+++ Text segment

But I’d now like to close by raising two speculative issues. First, how close we are to arriving at a theory that explains  these  (and other) cosmic mysteries?  And  second, can we, as humans, expect  ever to understand our cosmos and the complexities within it?

We’ve known for a long time that, when confronting the overwhelming mystery of what banged in the Big Bang and why it banged, Einstein’s theory isn’t enough. That’s because it treats space and time as smooth and continuous. We know, however, that no material can be chopped into arbitrarily small pieces: eventually, you get down to discrete atoms. Likewise, space itself has a grainy and “quantised” structure – but on a scale a trillion trillion times smaller.

++++++

§ How to complete this task:
Copy the cosmology passage starting at "But I’d now" and ending at "trillion times smaller.", but swap in "universe" wherever "cosmos" appears.

+++ Records

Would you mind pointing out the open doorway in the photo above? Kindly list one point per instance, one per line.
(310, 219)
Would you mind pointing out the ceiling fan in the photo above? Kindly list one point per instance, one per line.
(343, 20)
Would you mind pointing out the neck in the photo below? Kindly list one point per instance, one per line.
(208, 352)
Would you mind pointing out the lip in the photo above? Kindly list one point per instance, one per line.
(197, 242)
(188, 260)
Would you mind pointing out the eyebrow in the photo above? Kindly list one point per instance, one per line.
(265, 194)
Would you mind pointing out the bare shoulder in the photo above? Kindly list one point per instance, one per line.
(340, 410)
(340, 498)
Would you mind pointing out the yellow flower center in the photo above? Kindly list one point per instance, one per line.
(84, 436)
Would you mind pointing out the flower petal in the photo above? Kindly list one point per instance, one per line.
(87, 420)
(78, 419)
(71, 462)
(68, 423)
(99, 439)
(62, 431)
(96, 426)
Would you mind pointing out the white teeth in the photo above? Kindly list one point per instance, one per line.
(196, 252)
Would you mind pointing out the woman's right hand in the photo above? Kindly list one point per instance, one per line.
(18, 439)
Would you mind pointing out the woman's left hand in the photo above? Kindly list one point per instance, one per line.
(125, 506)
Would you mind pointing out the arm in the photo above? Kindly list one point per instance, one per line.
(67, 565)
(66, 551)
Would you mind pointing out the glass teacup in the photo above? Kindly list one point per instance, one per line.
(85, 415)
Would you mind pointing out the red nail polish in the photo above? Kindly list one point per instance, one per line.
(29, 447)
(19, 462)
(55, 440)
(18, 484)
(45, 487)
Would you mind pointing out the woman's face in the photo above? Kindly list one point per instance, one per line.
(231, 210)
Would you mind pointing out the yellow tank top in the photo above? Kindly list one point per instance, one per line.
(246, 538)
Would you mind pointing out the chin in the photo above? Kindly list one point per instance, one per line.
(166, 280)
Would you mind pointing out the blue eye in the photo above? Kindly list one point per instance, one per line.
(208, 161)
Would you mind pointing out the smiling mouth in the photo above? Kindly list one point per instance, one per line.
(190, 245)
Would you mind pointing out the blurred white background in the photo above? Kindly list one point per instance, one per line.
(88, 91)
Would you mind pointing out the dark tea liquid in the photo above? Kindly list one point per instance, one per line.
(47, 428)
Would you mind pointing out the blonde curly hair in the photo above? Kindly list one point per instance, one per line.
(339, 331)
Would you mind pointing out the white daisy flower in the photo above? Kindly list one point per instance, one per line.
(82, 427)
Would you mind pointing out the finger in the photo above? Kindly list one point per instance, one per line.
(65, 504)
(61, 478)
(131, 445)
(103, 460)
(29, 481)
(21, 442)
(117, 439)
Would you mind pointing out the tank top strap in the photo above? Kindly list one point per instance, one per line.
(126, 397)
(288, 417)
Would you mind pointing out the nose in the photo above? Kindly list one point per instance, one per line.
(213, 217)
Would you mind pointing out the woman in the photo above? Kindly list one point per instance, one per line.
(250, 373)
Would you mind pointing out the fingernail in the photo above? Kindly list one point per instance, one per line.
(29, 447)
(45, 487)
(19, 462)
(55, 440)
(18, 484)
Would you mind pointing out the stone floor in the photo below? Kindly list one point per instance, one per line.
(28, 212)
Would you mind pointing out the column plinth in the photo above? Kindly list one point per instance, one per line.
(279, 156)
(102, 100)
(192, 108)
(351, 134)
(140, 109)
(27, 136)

++++++

§ Result for this exercise:
But I’d now like to close by raising two speculative issues. First, how close we are to arriving at a theory that explains  these  (and other) cosmic mysteries?  And  second, can we, as humans, expect  ever to understand our universe and the complexities within it?

We’ve known for a long time that, when confronting the overwhelming mystery of what banged in the Big Bang and why it banged, Einstein’s theory isn’t enough. That’s because it treats space and time as smooth and continuous. We know, however, that no material can be chopped into arbitrarily small pieces: eventually, you get down to discrete atoms. Likewise, space itself has a grainy and “quantised” structure – but on a scale a trillion trillion times smaller.